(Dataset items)
= Beginning of Section =
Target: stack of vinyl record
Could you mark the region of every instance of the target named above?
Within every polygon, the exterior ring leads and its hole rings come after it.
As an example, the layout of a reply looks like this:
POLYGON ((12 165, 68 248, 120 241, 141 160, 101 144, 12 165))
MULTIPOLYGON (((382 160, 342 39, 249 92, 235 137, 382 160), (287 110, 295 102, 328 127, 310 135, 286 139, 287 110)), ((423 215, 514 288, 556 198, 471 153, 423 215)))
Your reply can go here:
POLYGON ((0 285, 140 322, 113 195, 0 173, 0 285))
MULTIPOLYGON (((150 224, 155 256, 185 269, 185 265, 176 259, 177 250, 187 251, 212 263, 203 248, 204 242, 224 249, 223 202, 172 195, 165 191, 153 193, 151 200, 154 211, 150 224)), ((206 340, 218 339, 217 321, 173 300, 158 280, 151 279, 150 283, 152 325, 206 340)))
= End of Section =
= Beginning of Section =
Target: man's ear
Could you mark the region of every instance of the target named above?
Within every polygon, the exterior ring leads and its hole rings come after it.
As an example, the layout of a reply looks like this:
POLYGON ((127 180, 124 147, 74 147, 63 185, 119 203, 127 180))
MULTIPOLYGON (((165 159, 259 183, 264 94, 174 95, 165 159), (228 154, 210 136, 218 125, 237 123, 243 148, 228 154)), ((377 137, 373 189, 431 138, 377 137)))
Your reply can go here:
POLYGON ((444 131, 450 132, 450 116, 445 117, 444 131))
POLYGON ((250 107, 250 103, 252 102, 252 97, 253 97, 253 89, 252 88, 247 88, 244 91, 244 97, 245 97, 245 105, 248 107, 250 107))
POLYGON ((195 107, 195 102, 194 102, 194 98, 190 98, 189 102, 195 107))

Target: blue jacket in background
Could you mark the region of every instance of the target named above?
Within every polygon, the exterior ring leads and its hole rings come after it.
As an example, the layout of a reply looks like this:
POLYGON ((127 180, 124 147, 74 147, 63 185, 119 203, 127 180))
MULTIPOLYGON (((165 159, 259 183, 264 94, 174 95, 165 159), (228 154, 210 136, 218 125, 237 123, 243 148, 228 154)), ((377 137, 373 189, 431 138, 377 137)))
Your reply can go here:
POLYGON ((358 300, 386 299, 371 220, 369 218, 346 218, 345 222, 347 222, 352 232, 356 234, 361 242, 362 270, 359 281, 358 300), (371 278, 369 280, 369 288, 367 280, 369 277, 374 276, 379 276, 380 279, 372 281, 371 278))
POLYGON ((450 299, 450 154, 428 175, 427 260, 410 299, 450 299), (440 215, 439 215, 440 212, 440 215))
= End of Section =
Task requirements
The entries above hold a line with "Target: stack of vinyl record" and a later line with "MULTIPOLYGON (((382 160, 342". Write out exactly those lines and all lines between, nothing more.

Response
Target: stack of vinyl record
Could you mark the region of every instance of the target named above?
Within every polygon, the exterior ring leads and its hole rings come after it.
As an example, the layout of a reply looks like this:
POLYGON ((12 165, 68 248, 120 241, 141 160, 101 144, 12 165))
MULTIPOLYGON (((382 160, 342 39, 249 92, 235 137, 382 160), (287 110, 295 102, 328 127, 310 135, 286 139, 287 110)), ((423 215, 514 288, 556 198, 471 153, 423 215)))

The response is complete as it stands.